-- BEGIN Source --

Early Childhood practitioners and other technical staff are learning this week why data collection is important to developing the sector.
Early Childhood practitioners and other technical staff are learning this week why data collection is important to developing the sector.

BRADES – Representatives of several Early Childhood Centres gathered with colleagues from statistics and health to discuss the importance of data collection to their work on Wednesday, May 20, 2015.
The workshop is being coordinated through the Ministry of Education and facilitated by a team from UNICEF.

Shelly-Ann Harper, Education Specialist with UNICEF said the workshop is part of the larger Safeguarding for Children in the Overseas Territories (OTs) project funded by the UK Department for International Development (DfID).
“We have always been challenged in this sector with up to date data,” Harper explained during the opening. “The focus is to move to more evidenced informed decision-making. We must ask “what does the data say within any context? How do we use the information to support the programmes and interventions on a national level and with international partners?”

-- END Source --
-- BEGIN Material shown --

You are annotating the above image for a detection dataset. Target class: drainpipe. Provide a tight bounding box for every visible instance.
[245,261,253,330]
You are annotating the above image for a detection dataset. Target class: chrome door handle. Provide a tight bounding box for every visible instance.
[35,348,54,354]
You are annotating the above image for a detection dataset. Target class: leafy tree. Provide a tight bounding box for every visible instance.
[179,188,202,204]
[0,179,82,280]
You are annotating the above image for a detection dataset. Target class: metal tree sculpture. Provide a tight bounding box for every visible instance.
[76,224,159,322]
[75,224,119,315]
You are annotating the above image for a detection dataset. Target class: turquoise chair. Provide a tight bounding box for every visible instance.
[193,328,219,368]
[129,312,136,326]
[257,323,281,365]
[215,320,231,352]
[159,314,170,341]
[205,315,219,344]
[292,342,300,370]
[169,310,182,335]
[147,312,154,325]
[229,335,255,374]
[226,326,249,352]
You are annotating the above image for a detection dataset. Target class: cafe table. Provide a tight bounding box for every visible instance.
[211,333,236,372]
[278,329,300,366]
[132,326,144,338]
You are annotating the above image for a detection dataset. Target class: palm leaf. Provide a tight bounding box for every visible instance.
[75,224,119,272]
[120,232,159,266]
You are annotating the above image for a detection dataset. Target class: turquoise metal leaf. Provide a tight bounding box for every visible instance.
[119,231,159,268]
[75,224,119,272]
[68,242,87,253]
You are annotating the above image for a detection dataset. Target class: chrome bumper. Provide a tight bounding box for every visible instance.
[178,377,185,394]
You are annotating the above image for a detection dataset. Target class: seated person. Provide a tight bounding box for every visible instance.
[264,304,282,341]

-- END Material shown --

**Required task A:**
Quote the article on the early childhood data workshop word for word, beginning at the words "Shelly-Ann Harper, Education" and stopping after "International Development (DfID).".
**Required task B:**
Restate the paragraph of the article on the early childhood data workshop that begins "BRADES – Representatives of several" as a brief list, keeping its main facts.
The records have no connection to the article on the early childhood data workshop.

**Task solution A:**
Shelly-Ann Harper, Education Specialist with UNICEF said the workshop is part of the larger Safeguarding for Children in the Overseas Territories (OTs) project funded by the UK Department for International Development (DfID).

**Task solution B:**
- Representatives of several Early Childhood Centres met with colleagues from statistics and health in Brades on Wednesday, May 20, 2015.
- They discussed the importance of data collection to their work.
- The Ministry of Education is coordinating the workshop, and a UNICEF team is facilitating it.